▶ Assignment: An exact reproduction of the records is required, with all pictures omitted.
◇ ◇ ◇ ◇ ◇ ◇ ◇
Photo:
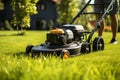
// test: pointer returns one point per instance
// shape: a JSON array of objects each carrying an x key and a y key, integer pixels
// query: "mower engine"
[{"x": 65, "y": 35}]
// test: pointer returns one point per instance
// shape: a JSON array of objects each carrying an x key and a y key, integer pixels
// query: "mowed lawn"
[{"x": 101, "y": 65}]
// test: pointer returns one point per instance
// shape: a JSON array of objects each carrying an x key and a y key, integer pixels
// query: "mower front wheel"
[
  {"x": 98, "y": 44},
  {"x": 65, "y": 54},
  {"x": 85, "y": 48}
]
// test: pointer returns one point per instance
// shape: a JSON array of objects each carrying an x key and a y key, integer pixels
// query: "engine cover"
[{"x": 60, "y": 36}]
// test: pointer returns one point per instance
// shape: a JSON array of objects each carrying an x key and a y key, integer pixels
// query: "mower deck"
[{"x": 73, "y": 48}]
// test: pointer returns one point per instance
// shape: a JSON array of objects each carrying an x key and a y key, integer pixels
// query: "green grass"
[{"x": 101, "y": 65}]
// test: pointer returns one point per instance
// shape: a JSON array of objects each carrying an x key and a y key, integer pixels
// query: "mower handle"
[
  {"x": 98, "y": 25},
  {"x": 80, "y": 12}
]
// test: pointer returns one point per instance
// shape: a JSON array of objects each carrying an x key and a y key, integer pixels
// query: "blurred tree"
[
  {"x": 67, "y": 10},
  {"x": 22, "y": 11}
]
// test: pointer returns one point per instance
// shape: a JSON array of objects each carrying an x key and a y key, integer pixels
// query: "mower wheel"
[
  {"x": 85, "y": 48},
  {"x": 28, "y": 49},
  {"x": 65, "y": 54},
  {"x": 98, "y": 44}
]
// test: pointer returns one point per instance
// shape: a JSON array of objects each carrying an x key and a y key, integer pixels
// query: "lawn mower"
[{"x": 69, "y": 40}]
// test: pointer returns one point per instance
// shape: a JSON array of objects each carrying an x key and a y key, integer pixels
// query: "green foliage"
[
  {"x": 22, "y": 11},
  {"x": 67, "y": 10},
  {"x": 101, "y": 65}
]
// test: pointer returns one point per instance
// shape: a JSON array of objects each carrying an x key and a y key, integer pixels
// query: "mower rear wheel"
[
  {"x": 65, "y": 54},
  {"x": 28, "y": 49},
  {"x": 98, "y": 44},
  {"x": 85, "y": 48}
]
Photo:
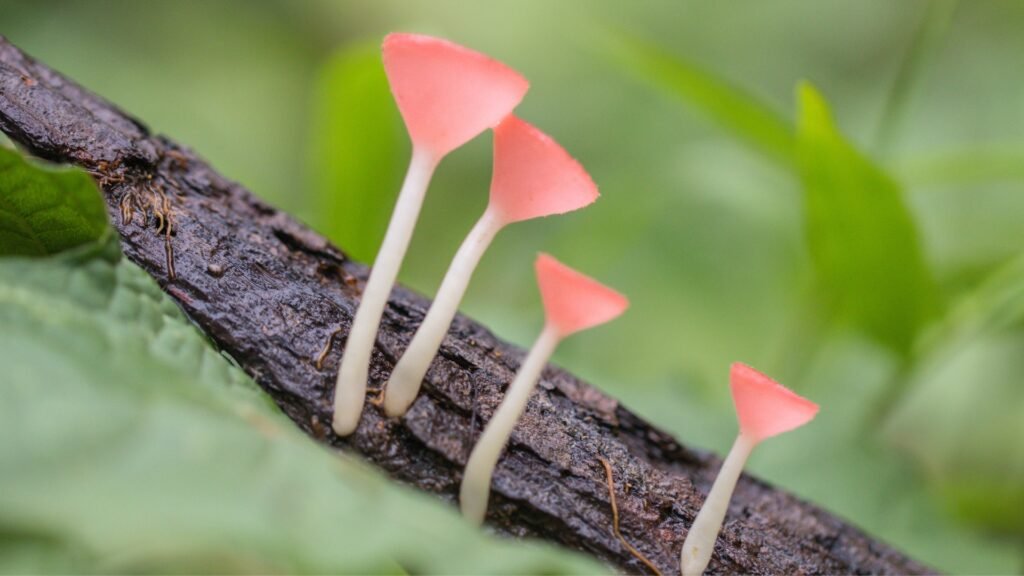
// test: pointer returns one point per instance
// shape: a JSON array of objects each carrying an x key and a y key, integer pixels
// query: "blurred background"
[{"x": 830, "y": 192}]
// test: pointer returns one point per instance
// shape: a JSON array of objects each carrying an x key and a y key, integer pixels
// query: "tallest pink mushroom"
[{"x": 446, "y": 94}]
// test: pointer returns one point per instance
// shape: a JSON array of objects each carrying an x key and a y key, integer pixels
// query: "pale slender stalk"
[
  {"x": 475, "y": 487},
  {"x": 350, "y": 391},
  {"x": 700, "y": 539},
  {"x": 408, "y": 374}
]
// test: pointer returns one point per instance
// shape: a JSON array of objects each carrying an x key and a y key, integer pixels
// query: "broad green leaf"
[
  {"x": 45, "y": 210},
  {"x": 356, "y": 151},
  {"x": 862, "y": 240},
  {"x": 750, "y": 119},
  {"x": 128, "y": 445}
]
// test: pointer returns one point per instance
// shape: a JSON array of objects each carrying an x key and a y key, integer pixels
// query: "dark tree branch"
[{"x": 270, "y": 293}]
◇ ◇ ◇ ◇ ◇ ◇ ◇
▶ Solution to the exercise:
Photo:
// test: pointer returns one point per instance
// shape: a JSON array of objects each carrying an x key and a y key, integer pixels
// query: "mower engine"
[{"x": 65, "y": 35}]
// test: pointer returns one point per instance
// shape: a JSON array of objects each carrying an x key and a y key, integer pixels
// query: "mowed lawn"
[{"x": 101, "y": 65}]
// test: pointer returns one point per instance
// shape: a JSON array of objects each carrying an x key and a y key, integer pixels
// query: "mower front wheel"
[
  {"x": 98, "y": 44},
  {"x": 65, "y": 54},
  {"x": 85, "y": 48}
]
// test: pointer returns one point per instance
// shape: a JSON array of objects each carrying an x key and a y key, integer pixels
// query: "engine cover"
[{"x": 60, "y": 36}]
// test: pointer returns one point per instance
// shape: a JSON array of objects each carrying an x key and a y key, integer pixels
// query: "mower deck"
[{"x": 73, "y": 48}]
// test: pointer returns one point per instance
// shape: a JSON array of objects each carrying an x key and a y key, integer pixels
// query: "green grass"
[{"x": 101, "y": 65}]
// test: pointer returns one point per instance
// shape: a JSON array of objects each carrying an x key and a y key, integer pixels
// query: "mower handle"
[
  {"x": 98, "y": 25},
  {"x": 80, "y": 12}
]
// test: pointer returns one point per instance
// shape: a JSON array of objects each carrying an x key and a y key, integer pixels
// query: "blurred tree"
[
  {"x": 67, "y": 10},
  {"x": 22, "y": 11}
]
// test: pointer returns one point per instance
// shape: a JSON array of objects each carrying an x key and a y key, integer pixels
// query: "mower wheel"
[
  {"x": 85, "y": 48},
  {"x": 28, "y": 49},
  {"x": 65, "y": 54},
  {"x": 98, "y": 44}
]
// test: pointer returns one point per instance
// shape: a JSON array of objects each carrying an x key and a y key, integer pixels
// query: "lawn mower"
[{"x": 69, "y": 40}]
// test: pointer returns one point per instance
// shape: a JSON array of objects each carrying an x key and a y key, integer pixels
// query: "green foliage"
[
  {"x": 22, "y": 11},
  {"x": 67, "y": 10},
  {"x": 101, "y": 65}
]
// test: pointer returns one point per instance
// shape: a JSON array of objects each carrying an x key and a y key, integer pixels
// query: "mower rear wheel"
[
  {"x": 65, "y": 54},
  {"x": 28, "y": 49},
  {"x": 98, "y": 44},
  {"x": 85, "y": 48}
]
Photo:
// test: pointer returns one point per instance
// shape: a JSON array of objects each carrying an x key and a y key, integer pixels
// query: "blurred background"
[{"x": 830, "y": 192}]
// test: pointer returns one point per instance
// shape: a JSON array of objects each carrying an x key and a y key, integer pixels
// query: "tallest pink mushroom"
[{"x": 446, "y": 94}]
// test: pointer returns one point per instance
// shape: a JSON array of objects each carrying an x key and a y key, integer pixels
// query: "pale slender stalk"
[
  {"x": 475, "y": 487},
  {"x": 350, "y": 391},
  {"x": 700, "y": 539},
  {"x": 408, "y": 374}
]
// test: pointer returns one point per instance
// shape: a JSON array of objects each carrying an x key and a y key, integer pixels
// query: "broad green leaf"
[
  {"x": 45, "y": 210},
  {"x": 356, "y": 151},
  {"x": 862, "y": 240},
  {"x": 750, "y": 119},
  {"x": 128, "y": 445}
]
// test: pointer returns one point per instance
// shape: a JSON array of objects each carrying an x key and a y key, integer pixels
// query: "dark tree branch"
[{"x": 270, "y": 293}]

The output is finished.